Seksiyonlarımızdan hiçbirinin, Fransa seksiyonumuzun Sosyalist Parti içinde bir eğilim oluşturduğundan beri yaptığı kadar, düşüncelerini keskin bir şekilde formüle etme ve bunları doğrudan doğruya kitlelerin önüne getirme fırsatı henüz bulamadığını söyleyebilirim. Ve olayları gözlemleyen kişi, komünist partilerin olduğu kadar sosyalist partilerin tüm faaliyetlerinin doğrudan ya da dolaylı olarak olumlu ya da olumsuz bir şekilde, küçük Fransız seksiyonumuzun görüşleri ve sloganları tarafından belirlendiği ya da en azından etkilendiği sonucuna varmak zorundadır.

§ **Görev Yönergeleri**:
A) Fransa seksiyonuna dair alıntıya göre şu soruları yanıtlayın:
(i) Fransa seksiyonu hangi partinin içinde bir eğilim oluşturmuştur?
(ii) Olayları gözlemleyen kişi, hangi partilerin faaliyetleri hakkında bir sonuca varmak zorundadır?
(iii) Bu faaliyetler neyin tarafından belirlenir ya da en azından etkilenir?
B) Lütfen Fransa seksiyonuna dair alıntıda, faaliyetlerin hangi biçimde belirlendiğini ya da etkilendiğini nitelemek için kullanılan sözcüklerin hepsini sıralayın.
C) Fransa seksiyonuna dair alıntıyı son cümlesinden itibaren sürdürün.
Kayıtların bu alıntıyla hiçbir ilgisi yoktur.

Koordinat etiketleme kayıtları
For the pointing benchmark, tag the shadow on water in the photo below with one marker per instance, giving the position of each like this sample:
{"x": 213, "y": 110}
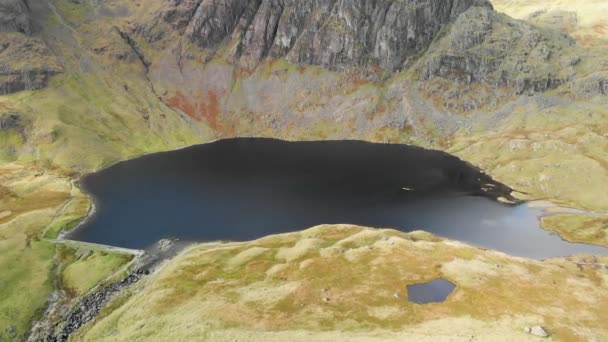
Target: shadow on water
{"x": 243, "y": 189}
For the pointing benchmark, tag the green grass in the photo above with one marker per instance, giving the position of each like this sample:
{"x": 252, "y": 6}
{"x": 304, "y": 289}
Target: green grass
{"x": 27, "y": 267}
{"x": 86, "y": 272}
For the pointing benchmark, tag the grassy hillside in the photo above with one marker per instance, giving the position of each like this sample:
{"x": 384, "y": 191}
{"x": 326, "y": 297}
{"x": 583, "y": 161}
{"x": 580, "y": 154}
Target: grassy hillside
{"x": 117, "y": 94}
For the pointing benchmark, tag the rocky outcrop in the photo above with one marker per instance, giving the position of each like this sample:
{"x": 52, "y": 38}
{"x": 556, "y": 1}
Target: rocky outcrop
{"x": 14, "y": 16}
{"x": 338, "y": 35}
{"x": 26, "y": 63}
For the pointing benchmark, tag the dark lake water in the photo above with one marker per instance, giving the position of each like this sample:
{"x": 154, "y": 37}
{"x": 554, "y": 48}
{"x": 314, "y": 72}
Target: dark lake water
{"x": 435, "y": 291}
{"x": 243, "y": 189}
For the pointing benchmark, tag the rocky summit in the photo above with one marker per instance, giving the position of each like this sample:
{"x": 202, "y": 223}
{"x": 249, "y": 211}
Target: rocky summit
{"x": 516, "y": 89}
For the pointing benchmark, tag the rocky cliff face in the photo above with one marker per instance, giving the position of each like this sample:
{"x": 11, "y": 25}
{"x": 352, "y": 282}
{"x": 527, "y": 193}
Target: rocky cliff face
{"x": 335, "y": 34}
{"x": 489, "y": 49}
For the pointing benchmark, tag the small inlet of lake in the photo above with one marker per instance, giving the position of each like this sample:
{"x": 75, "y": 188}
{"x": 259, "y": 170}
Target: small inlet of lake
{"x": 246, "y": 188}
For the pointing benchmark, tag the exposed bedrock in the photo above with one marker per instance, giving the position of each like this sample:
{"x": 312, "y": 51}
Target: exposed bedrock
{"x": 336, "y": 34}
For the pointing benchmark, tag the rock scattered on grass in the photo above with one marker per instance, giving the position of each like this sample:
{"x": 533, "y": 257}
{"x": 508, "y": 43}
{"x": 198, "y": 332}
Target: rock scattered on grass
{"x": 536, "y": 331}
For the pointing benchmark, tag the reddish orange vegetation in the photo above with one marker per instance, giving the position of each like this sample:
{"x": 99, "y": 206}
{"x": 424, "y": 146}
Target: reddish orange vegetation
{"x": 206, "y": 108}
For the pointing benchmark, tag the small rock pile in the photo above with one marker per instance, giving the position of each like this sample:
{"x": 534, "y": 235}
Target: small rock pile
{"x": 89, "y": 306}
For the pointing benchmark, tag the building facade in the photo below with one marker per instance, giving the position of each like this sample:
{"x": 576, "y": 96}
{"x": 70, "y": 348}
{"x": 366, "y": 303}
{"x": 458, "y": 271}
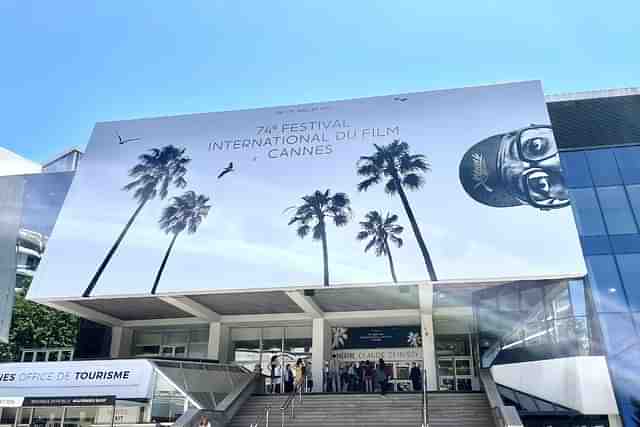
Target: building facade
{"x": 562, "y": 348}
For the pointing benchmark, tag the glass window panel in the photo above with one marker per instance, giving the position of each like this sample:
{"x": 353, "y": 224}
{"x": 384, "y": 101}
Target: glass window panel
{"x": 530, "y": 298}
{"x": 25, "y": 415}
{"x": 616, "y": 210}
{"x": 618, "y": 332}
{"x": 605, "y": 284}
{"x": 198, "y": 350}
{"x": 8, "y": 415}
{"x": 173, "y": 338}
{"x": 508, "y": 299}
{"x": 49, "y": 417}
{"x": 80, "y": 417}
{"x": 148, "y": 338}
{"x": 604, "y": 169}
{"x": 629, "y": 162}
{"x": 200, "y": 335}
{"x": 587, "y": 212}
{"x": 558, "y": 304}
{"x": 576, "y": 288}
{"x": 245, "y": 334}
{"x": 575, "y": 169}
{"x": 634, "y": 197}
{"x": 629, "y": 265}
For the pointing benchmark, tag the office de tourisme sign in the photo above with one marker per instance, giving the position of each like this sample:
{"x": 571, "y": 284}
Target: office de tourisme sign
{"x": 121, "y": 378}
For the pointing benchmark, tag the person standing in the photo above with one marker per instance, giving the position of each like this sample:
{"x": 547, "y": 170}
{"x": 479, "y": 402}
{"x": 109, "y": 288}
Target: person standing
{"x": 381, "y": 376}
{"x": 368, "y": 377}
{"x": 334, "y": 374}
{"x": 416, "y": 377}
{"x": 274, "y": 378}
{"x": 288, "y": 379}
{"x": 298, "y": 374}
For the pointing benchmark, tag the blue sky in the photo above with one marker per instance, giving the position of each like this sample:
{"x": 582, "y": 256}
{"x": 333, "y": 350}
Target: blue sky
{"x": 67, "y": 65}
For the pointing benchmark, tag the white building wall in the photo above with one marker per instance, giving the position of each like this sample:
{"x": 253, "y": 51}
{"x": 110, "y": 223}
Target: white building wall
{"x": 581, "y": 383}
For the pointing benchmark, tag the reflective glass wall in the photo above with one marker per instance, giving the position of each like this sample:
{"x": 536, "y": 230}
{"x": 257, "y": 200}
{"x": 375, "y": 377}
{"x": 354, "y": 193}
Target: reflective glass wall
---
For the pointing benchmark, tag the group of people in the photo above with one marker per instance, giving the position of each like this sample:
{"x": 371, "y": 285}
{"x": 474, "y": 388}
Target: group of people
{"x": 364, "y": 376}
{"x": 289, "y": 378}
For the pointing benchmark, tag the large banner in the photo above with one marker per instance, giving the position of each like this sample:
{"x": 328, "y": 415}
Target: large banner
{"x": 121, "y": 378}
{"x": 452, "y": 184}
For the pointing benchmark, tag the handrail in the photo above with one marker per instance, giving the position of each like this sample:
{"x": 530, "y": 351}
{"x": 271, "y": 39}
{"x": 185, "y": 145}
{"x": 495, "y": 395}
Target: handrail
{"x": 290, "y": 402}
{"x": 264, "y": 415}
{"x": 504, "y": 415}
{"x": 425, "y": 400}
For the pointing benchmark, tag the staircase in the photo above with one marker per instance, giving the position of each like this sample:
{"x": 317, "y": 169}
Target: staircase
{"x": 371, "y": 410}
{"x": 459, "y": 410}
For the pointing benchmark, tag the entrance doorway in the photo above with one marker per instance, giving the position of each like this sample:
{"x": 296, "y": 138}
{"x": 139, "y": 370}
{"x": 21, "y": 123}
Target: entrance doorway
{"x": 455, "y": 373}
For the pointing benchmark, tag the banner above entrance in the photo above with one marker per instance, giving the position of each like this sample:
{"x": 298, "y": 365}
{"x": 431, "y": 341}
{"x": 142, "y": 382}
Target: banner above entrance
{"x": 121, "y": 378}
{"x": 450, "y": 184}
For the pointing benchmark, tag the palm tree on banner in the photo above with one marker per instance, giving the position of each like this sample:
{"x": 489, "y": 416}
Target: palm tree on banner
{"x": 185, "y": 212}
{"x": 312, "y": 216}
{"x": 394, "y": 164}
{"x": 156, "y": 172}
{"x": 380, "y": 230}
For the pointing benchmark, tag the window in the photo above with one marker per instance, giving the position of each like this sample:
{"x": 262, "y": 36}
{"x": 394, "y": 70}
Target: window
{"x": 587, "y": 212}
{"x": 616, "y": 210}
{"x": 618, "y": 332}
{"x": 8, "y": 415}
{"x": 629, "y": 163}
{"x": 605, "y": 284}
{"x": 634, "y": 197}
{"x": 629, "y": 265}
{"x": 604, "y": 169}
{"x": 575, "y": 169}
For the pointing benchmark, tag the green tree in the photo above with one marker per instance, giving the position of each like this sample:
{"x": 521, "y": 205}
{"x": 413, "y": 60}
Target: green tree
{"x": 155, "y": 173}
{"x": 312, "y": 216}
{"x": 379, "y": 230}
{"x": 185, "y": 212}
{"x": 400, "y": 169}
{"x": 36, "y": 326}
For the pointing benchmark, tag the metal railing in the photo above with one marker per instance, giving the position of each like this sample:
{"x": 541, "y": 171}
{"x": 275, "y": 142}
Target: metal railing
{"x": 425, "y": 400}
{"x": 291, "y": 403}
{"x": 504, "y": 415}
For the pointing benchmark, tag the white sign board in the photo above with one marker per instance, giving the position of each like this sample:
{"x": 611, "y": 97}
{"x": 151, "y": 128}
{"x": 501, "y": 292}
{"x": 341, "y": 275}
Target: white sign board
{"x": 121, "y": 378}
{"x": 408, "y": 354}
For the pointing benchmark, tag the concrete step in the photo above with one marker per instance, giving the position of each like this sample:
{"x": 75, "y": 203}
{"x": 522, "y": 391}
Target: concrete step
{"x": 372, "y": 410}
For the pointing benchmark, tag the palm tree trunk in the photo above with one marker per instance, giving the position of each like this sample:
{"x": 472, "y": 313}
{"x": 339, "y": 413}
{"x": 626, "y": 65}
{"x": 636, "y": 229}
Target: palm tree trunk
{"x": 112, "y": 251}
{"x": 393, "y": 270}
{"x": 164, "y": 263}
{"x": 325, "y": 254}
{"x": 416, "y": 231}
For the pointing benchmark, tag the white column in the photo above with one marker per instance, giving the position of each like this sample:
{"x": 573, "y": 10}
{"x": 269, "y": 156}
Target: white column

§ **Sonuçlar**:
A)
(i) Sosyalist Parti.
(ii) Komünist partilerin ve sosyalist partilerin.
(iii) Küçük Fransız seksiyonunun görüşleri ve sloganları tarafından.

B) doğrudan, dolaylı, olumlu, olumsuz

C)
Fransızca okumayan ve Fransa’daki yaşamdan haberdar olamayan Polonya’daki ya da başka yerlerdeki yoldaşların, İkinci Enternasyonal’e giriş gerçeğinden elverişsiz bir şekilde etkilendiğini çok kolaylıkla anlayabilirim. Fakat devrimci politikada önemli olan çabuk sonuç almak değil, uzun süreli etkidir. Eğer SFIO’ya girişimizin etkimizin genişlemesi açısından yararlı olduğu kanıtlanırsa, Polonyalı ve diğer yoldaşlarımız, yaptığımız bu hareketle ilgili değerlendirmelerini yeniden gözden geçirmek zorunda kalacaklar. Yoldaşların büyük çoğunluğu doğal olarak, bunu şimdiden yaptılar. Net düşüncelere sahip küçük bir grubun, geniş ama heterojen bir gruptan daha önemli olduğu doğrudur. Ama bu tanımlamayı bir fetiş haline getirmemeliyiz. Çünkü küçük grup, doğru düşünceleri için gerekli kitleyi yaratmak zorundadır. Ve bunu yaparken, örgütsel olarak, kendini varolan koşullara uyarlamak zorundadır.
Bütün sorunu, tıpkı Fransız seksiyonunun yalıtılmasından korkan Vidal’in yapay olarak dönüş icat etmesi ve bunu tüm hareketin zararına Fransız seksiyonuna telkin etmesi gibi sunuyorsunuz.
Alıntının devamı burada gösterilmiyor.